> _Text section_
Blair, Nevada is a mining ghost town in Esmeralda County, Nevada.

History
Today a historical marker commemorates Blair along State Route 265 just north of Silver Peak. At one time Blair was a thriving, albeit short-lived, mining boom town. As mining reached a fever pitch in Nevada during the Tonopah boom, the effects spidered out in all directions to revive many a dormant mining town. Nearby, in Silver Peak, land speculators were driving land prices so artificially high that the 100-stamp mill planned for Silver Peak was relocated and built a mile and a half west, where it became the hub of Blair. It was the Pittsburg-Silver Peak Gold Mining Company that was responsible for the large mill that went up in 1907; at the time it was Nevada's largest such facility. They constructed the 17 and half mile Silver Peak Railroad the previous year.

> _Data section_
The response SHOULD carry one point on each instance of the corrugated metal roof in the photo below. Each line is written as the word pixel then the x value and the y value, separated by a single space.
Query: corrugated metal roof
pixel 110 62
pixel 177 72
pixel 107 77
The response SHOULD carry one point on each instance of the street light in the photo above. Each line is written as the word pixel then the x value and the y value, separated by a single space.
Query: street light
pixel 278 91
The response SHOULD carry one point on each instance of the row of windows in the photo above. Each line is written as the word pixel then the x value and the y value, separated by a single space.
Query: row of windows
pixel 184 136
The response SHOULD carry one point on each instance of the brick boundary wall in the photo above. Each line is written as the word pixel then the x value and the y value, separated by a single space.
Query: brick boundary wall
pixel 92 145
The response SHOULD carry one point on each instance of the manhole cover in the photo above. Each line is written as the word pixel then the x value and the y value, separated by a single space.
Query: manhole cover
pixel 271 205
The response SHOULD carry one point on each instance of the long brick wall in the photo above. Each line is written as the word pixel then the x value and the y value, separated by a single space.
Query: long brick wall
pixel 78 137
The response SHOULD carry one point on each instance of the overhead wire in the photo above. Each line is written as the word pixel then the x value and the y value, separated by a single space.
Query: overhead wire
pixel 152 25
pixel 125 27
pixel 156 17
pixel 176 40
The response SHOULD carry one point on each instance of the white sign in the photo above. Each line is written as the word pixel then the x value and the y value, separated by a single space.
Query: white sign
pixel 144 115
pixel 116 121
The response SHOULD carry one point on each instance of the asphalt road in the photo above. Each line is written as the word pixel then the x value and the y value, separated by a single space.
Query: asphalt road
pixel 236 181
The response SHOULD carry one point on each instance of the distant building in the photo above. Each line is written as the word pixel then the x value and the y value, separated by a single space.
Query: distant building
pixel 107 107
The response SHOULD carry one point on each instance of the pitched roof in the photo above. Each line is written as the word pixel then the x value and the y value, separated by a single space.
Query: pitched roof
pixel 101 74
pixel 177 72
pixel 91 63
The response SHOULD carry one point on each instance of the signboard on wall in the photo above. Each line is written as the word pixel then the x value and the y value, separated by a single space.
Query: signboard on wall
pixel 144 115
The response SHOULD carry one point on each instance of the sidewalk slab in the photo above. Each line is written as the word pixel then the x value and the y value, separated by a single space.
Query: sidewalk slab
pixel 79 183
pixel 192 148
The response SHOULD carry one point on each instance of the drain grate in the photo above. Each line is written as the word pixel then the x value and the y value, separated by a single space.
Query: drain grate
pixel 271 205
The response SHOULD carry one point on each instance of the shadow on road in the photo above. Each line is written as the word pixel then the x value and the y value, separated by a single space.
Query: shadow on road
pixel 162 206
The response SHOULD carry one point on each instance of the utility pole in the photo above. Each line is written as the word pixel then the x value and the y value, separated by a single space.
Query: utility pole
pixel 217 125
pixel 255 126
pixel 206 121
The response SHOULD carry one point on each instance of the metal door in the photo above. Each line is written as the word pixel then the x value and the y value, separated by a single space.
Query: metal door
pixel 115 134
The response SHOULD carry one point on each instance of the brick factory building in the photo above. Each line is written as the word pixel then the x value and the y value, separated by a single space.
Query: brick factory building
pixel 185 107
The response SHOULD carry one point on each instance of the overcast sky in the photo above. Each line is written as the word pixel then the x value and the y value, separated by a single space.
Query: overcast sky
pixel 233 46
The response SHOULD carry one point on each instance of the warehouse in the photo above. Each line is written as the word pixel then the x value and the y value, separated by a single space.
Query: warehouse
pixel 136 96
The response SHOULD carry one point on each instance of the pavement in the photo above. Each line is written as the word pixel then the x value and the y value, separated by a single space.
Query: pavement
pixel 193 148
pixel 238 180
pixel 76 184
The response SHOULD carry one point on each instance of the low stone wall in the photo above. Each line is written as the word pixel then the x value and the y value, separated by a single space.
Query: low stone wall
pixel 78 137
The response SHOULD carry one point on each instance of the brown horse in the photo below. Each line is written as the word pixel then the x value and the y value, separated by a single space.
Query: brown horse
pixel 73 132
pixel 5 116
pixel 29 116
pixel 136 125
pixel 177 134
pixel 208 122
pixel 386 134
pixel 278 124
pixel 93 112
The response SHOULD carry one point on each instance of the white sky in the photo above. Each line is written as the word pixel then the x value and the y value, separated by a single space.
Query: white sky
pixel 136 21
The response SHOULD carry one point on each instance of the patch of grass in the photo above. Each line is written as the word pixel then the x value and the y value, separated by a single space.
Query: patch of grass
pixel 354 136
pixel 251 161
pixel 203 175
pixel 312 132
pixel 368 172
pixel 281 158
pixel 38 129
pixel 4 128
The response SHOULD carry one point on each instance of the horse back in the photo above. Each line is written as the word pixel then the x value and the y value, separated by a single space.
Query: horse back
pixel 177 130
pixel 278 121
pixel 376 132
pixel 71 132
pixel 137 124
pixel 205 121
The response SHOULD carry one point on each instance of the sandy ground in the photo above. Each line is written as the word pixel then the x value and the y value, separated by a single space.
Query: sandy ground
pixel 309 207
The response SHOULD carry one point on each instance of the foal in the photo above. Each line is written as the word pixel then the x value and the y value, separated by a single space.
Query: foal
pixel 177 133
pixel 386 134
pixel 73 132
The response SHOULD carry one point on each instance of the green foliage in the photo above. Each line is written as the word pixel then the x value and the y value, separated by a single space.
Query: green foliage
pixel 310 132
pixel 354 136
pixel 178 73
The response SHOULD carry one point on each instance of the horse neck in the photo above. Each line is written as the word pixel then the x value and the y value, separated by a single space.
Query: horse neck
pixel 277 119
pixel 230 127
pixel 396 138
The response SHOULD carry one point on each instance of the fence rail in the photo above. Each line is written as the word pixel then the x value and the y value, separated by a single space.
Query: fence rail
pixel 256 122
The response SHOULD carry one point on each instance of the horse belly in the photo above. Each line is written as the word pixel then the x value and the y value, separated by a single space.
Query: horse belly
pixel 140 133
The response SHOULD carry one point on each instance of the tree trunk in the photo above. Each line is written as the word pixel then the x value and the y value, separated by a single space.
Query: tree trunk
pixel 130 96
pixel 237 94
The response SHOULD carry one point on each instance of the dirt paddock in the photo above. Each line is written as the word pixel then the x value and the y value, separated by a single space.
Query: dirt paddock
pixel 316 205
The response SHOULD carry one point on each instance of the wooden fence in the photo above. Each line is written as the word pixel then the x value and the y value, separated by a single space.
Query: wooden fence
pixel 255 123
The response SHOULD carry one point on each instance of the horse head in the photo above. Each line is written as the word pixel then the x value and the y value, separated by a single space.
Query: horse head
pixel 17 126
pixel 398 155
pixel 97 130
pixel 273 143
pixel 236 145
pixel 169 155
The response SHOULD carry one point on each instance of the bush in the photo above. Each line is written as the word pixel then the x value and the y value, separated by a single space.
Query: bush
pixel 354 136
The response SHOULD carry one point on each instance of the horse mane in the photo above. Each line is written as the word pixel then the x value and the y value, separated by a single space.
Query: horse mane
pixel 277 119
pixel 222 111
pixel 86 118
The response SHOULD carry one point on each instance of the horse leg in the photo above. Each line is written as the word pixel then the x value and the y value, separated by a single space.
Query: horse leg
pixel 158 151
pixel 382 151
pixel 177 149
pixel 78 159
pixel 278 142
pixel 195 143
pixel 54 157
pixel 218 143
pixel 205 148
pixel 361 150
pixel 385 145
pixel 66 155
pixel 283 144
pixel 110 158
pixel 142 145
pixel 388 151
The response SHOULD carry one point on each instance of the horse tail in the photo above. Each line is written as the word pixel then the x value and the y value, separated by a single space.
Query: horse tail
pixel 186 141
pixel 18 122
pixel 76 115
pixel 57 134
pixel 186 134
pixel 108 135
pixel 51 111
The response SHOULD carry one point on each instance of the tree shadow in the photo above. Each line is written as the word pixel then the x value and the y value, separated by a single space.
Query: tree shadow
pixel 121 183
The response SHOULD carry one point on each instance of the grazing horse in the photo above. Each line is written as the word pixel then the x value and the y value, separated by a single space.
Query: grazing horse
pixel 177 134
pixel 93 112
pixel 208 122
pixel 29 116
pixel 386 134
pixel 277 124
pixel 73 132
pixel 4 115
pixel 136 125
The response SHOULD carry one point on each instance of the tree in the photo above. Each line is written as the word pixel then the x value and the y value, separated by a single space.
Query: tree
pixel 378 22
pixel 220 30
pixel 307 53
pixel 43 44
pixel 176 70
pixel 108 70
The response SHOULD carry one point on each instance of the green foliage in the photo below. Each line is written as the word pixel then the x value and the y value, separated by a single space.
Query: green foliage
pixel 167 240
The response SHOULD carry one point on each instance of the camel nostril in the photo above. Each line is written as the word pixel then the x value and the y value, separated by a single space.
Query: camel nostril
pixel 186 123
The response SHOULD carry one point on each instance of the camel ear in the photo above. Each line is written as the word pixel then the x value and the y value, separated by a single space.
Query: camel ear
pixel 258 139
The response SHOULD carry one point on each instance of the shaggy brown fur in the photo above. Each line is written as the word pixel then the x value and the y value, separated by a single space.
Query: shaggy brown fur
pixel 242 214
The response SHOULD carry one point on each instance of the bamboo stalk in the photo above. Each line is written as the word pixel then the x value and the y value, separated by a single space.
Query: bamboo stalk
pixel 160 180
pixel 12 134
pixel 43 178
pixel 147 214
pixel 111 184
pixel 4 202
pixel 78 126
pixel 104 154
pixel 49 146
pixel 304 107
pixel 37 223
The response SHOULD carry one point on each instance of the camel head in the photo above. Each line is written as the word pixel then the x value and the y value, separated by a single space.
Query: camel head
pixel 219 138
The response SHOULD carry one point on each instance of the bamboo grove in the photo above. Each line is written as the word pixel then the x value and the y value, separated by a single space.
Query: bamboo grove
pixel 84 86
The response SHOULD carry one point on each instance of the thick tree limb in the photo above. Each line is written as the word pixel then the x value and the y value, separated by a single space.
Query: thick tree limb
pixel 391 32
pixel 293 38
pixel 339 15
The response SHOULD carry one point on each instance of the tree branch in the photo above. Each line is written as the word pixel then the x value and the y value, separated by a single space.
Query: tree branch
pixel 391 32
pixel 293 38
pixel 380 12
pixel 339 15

> _Exercise task_
Please copy the Blair text word for word, beginning at the words "Blair, Nevada is" and stopping after "the previous year.". The records have no connection to the text about Blair.

> _Task output_
Blair, Nevada is a mining ghost town in Esmeralda County, Nevada.

History
Today a historical marker commemorates Blair along State Route 265 just north of Silver Peak. At one time Blair was a thriving, albeit short-lived, mining boom town. As mining reached a fever pitch in Nevada during the Tonopah boom, the effects spidered out in all directions to revive many a dormant mining town. Nearby, in Silver Peak, land speculators were driving land prices so artificially high that the 100-stamp mill planned for Silver Peak was relocated and built a mile and a half west, where it became the hub of Blair. It was the Pittsburg-Silver Peak Gold Mining Company that was responsible for the large mill that went up in 1907; at the time it was Nevada's largest such facility. They constructed the 17 and half mile Silver Peak Railroad the previous year.